The Farey Sequence Fn for any integer n with n >= 2 is the set of irreducible rational numbers a/b with 0 < a < b <= n and gcd(a,b) = 1 arranged in increasing order. The first few are
F2 = {1/2}
F3 = {1/3, 1/2, 2/3}
F4 = {1/4, 1/3, 1/2, 2/3, 3/4}
F5 = {1/5, 1/4, 1/3, 2/5, 1/2, 3/5, 2/3, 3/4, 4/5}
You task is to calculate the number of terms in the Farey sequence Fn.
Input
There are several test cases. Each test case has only one line, which contains a positive integer n (2 <= n <= 10 6). There are no blank lines between cases. A line with a single 0 terminates the input.
Output
For each test case, you should output one line, which contains N(n) ---- the number of terms in the Farey sequence Fn.
Sample Input
2 3 4 5 0
Sample Output
1 3 5 9
典型的欧拉函数问题,你在打表的时候最后累加打表一下,就行了。
#include<stdio.h>
#include<string.h>
#define N 1000010
long long int a[N];
void cn()
{
a[1]=1;
for(int i=2; i<N; i++)
a[i]=i;
for(int i=2; i<N; i++)
if(a[i]==i)
for(int j=i; j<N; j+=i)
a[j]=a[j]/i*(i-1);
for(int i=3; i<N; i++)
a[i]+=a[i-1];
}
int main()
{
cn();
int z;
while(~scanf("%d",&z)&&z)
{
printf("%lld\n",a[z]);
}
return 0;
}

[Data listing]
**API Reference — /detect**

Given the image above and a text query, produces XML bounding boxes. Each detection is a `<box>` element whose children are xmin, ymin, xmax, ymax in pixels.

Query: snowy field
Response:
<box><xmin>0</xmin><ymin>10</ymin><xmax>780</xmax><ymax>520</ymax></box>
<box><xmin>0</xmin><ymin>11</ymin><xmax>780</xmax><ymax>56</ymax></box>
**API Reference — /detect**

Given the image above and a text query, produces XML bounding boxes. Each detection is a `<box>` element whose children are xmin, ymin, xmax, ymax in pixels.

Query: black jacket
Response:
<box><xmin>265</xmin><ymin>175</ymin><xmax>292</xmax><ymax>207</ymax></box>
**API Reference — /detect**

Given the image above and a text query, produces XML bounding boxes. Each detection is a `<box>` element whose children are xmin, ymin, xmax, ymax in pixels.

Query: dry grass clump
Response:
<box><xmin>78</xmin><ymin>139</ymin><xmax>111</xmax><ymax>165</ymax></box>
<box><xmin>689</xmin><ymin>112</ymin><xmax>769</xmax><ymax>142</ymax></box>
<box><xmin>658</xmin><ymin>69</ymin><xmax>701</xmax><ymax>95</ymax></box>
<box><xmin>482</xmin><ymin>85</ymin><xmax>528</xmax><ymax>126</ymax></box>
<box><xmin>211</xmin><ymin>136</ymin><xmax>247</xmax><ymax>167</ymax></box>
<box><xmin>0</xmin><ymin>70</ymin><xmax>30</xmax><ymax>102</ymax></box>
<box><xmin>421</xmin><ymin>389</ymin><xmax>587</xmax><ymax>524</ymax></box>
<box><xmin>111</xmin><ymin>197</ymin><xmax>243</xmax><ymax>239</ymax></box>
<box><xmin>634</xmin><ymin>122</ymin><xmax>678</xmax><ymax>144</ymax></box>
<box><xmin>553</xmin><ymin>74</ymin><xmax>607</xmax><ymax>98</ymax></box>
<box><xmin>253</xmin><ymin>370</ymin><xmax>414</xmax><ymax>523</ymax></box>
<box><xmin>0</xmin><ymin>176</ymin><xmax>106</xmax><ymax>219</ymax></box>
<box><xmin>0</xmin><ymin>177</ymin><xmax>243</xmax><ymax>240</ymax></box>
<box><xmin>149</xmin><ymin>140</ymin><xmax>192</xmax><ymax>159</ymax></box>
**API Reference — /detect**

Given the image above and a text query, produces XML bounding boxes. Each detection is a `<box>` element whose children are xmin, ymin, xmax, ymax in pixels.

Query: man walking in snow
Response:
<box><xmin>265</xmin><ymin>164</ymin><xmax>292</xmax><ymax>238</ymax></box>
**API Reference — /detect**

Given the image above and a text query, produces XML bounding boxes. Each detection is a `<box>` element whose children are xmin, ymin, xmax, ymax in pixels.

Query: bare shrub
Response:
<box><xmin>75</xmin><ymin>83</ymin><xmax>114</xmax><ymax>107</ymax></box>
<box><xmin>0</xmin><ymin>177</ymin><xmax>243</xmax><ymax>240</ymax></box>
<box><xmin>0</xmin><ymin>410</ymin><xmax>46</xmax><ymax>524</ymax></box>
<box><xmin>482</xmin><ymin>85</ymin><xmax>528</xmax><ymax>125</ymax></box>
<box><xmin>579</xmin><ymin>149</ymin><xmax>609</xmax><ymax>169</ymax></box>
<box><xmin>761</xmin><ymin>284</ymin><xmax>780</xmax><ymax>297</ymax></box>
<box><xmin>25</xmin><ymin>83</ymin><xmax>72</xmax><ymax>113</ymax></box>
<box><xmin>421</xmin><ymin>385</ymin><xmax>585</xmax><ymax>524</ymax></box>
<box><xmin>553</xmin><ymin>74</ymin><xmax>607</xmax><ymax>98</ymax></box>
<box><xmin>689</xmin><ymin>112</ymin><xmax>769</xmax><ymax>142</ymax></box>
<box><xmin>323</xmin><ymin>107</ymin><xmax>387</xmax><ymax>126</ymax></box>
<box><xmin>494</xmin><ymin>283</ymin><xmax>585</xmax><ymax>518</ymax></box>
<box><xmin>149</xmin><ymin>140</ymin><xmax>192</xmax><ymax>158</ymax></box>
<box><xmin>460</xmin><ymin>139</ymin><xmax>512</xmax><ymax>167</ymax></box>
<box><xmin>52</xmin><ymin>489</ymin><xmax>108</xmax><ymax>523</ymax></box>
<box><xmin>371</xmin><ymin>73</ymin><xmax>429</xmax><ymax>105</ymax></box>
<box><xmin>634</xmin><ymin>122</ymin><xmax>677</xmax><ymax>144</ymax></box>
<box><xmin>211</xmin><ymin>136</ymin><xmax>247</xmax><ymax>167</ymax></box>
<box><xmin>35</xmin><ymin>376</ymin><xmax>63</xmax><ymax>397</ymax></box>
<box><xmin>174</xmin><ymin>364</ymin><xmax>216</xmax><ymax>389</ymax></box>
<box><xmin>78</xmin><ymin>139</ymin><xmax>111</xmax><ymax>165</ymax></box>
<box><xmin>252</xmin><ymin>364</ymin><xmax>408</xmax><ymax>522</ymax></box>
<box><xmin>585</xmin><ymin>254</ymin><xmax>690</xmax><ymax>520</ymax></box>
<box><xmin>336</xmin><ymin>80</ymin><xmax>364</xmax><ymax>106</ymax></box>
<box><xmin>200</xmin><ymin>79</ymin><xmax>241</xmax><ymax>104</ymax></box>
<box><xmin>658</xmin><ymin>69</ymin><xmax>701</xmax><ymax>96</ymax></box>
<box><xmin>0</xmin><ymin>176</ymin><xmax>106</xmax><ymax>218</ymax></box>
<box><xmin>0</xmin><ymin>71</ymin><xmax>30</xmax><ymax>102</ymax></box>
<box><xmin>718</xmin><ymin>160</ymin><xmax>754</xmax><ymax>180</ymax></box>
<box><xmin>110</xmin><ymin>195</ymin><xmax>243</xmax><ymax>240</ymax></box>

Challenges:
(A) Can you return the passage of the Farey sequence problem starting at "The Farey Sequence Fn for" and ending at "calculate the number of terms in the Farey sequence Fn."?
(B) In the Farey sequence problem, what line terminates the input?
(C) Do these statements agree with the Farey sequence problem? Answer yes or no for each and quote the deciding words. (i) F3 contains the fraction 2/3. (ii) Test cases in the input are separated by blank lines. (iii) The Farey sequence Fn is defined for n equal to 1.

Problem solutions:
(A)
The Farey Sequence Fn for any integer n with n >= 2 is the set of irreducible rational numbers a/b with 0 < a < b <= n and gcd(a,b) = 1 arranged in increasing order. The first few are
F2 = {1/2}
F3 = {1/3, 1/2, 2/3}
F4 = {1/4, 1/3, 1/2, 2/3, 3/4}
F5 = {1/5, 1/4, 1/3, 2/5, 1/2, 3/5, 2/3, 3/4, 4/5}
You task is to calculate the number of terms in the Farey sequence Fn.

(B) A line with a single 0.

(C)
(i) Yes: "F3 = {1/3, 1/2, 2/3}"
(ii) No: "There are no blank lines between cases."
(iii) No: "for any integer n with n >= 2"